[BEGIN SUPPLIED DATA]

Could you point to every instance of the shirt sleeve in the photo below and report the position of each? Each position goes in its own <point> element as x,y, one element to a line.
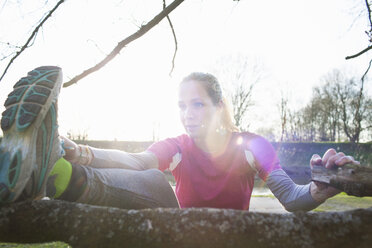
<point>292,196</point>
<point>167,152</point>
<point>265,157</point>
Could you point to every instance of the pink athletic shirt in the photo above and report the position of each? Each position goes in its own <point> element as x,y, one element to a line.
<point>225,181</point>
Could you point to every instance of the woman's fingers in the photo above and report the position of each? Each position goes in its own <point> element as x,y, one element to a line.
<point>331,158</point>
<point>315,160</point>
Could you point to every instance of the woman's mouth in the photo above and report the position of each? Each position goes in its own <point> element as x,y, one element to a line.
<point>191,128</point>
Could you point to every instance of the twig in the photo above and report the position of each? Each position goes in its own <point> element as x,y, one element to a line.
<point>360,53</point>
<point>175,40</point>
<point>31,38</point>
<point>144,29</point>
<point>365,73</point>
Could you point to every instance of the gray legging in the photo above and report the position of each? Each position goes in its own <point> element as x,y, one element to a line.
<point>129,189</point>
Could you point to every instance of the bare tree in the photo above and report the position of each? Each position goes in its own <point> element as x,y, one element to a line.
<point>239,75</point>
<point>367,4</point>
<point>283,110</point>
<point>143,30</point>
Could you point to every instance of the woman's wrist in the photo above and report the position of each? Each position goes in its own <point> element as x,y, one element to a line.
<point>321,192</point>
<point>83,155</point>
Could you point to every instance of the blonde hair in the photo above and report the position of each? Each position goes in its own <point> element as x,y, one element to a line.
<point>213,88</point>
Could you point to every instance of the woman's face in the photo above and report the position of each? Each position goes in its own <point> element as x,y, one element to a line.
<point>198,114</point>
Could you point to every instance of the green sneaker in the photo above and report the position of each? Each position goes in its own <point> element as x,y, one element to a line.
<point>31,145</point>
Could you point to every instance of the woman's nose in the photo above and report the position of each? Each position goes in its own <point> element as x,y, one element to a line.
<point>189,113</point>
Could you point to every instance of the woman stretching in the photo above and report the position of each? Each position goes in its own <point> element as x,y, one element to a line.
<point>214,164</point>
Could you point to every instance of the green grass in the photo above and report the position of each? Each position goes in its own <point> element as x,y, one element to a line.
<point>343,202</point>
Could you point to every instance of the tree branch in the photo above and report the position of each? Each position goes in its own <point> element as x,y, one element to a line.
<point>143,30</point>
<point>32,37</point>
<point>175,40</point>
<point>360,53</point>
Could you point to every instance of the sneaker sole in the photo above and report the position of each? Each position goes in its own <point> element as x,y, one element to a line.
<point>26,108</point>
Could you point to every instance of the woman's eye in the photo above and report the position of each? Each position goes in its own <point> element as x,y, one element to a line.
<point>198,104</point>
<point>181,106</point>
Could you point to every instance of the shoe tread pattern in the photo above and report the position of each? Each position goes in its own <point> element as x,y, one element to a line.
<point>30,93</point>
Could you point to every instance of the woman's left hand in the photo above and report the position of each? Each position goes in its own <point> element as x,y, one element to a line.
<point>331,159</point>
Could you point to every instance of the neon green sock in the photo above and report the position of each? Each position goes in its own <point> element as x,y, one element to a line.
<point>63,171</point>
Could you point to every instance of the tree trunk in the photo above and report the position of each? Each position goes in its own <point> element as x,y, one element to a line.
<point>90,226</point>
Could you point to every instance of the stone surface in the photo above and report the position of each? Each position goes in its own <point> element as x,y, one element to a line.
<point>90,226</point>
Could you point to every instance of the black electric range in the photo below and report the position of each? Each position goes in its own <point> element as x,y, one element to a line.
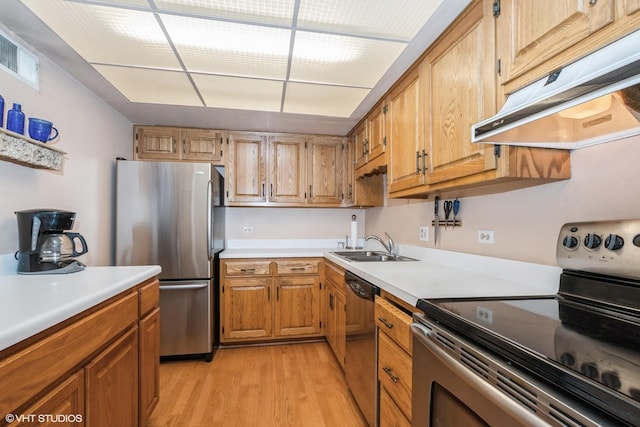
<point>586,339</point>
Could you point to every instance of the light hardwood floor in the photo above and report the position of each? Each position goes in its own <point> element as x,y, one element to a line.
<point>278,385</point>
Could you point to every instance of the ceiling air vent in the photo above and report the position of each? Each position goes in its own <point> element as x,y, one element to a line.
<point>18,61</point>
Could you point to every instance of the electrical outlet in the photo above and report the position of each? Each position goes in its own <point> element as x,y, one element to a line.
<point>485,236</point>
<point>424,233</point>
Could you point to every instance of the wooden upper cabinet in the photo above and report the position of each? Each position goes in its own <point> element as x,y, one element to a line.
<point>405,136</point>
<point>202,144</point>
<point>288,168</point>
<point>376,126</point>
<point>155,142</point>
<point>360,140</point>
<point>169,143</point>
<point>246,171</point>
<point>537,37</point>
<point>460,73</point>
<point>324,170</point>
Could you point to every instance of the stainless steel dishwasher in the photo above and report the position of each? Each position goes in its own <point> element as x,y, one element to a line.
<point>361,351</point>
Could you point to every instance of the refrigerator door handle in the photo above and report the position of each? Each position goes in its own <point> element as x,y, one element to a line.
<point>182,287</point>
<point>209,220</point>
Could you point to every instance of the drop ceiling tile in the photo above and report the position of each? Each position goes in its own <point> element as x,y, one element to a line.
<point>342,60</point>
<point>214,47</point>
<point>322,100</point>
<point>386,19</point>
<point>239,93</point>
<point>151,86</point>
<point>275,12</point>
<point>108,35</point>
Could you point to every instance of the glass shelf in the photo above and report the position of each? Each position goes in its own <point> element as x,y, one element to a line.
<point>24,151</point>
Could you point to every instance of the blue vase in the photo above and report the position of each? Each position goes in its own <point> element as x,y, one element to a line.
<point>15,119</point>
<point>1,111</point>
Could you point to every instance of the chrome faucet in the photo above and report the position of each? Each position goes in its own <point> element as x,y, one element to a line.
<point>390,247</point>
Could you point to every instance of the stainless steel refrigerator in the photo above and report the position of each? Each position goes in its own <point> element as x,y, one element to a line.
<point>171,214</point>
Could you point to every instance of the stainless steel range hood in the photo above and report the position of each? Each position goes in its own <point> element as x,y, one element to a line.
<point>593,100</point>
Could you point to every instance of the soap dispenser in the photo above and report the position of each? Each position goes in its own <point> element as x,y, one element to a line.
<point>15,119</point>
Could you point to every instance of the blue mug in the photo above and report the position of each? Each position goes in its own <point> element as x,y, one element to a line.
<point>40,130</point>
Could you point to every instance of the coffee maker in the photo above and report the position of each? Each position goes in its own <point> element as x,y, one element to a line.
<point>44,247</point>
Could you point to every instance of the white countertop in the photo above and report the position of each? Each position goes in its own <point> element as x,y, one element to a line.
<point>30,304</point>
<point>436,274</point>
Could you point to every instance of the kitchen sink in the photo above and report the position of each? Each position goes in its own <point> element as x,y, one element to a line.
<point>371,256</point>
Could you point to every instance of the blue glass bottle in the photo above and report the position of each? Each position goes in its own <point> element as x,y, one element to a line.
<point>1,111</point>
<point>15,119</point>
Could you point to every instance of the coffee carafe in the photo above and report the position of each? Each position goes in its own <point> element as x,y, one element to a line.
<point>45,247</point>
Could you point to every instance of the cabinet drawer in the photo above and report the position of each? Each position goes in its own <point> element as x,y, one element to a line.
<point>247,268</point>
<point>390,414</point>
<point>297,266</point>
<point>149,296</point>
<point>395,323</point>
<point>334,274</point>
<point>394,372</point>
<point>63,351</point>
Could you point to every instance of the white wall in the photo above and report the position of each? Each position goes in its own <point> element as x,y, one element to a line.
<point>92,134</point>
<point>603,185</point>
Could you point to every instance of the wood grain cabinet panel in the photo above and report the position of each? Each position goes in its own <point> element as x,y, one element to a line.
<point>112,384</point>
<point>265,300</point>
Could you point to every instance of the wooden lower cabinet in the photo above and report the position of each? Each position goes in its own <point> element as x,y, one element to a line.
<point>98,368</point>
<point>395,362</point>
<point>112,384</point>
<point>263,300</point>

[END SUPPLIED DATA]
[BEGIN SUPPLIED DATA]

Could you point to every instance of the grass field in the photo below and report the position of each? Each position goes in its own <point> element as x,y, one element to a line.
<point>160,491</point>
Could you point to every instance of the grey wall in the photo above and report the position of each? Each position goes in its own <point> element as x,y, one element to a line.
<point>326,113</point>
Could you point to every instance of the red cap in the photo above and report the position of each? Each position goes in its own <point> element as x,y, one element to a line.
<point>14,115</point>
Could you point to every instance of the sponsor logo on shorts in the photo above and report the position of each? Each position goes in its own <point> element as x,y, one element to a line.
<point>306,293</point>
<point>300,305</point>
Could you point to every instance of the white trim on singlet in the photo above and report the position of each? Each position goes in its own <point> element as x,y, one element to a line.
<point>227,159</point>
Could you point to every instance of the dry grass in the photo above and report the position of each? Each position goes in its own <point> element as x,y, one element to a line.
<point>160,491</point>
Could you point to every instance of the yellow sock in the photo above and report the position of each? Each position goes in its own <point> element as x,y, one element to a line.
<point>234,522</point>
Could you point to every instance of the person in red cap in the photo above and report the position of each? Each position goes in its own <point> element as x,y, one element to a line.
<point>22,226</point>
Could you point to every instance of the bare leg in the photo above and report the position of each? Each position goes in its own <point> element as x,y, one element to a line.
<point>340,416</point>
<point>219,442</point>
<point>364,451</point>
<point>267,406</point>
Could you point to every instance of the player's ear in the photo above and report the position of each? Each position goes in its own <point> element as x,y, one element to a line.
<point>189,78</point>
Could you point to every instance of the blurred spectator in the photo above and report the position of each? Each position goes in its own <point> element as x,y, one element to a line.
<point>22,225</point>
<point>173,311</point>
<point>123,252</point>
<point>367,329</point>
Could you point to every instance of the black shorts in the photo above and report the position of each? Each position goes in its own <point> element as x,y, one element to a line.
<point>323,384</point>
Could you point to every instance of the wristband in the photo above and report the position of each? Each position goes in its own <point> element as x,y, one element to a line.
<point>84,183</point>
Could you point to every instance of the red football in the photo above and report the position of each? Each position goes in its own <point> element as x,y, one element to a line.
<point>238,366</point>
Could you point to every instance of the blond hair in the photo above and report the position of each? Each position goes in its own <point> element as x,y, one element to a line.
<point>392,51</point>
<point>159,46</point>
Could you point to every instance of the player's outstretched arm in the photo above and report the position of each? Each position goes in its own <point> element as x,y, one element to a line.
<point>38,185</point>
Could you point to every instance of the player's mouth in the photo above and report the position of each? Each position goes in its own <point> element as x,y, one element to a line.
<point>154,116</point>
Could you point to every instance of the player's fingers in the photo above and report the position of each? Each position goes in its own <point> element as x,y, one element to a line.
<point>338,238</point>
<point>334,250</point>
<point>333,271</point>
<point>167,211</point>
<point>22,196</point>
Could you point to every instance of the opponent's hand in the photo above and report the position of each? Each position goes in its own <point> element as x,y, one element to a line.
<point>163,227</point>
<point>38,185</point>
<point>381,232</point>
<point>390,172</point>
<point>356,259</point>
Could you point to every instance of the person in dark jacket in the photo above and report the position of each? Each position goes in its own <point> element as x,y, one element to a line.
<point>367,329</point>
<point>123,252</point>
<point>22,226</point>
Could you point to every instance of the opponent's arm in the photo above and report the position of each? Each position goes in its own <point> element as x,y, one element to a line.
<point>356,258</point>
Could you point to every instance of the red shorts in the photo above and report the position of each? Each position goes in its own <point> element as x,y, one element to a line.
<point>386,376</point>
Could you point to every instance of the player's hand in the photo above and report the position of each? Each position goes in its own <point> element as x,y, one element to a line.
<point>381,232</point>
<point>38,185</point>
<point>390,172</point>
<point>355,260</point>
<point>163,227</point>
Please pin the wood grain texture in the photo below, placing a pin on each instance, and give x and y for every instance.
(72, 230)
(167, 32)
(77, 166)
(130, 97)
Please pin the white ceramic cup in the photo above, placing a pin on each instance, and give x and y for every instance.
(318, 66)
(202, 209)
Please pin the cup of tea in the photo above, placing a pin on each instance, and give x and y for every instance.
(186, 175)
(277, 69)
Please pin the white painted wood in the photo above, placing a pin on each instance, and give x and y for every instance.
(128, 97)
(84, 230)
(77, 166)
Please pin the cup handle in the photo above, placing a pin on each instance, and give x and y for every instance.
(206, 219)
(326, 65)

[END SUPPLIED DATA]

TO BE DONE:
Rewrite the lines from the one containing "Could you point to every instance of the woman's left" up to and including the one containing "<point>331,159</point>", changing "left hand" to "right hand" and leaving everything else unchanged.

SOLUTION FOR THIS TASK:
Could you point to every instance of the woman's right hand in the photo above and report the position of each? Each position goes in its own <point> element as x,y, one element to a line.
<point>331,159</point>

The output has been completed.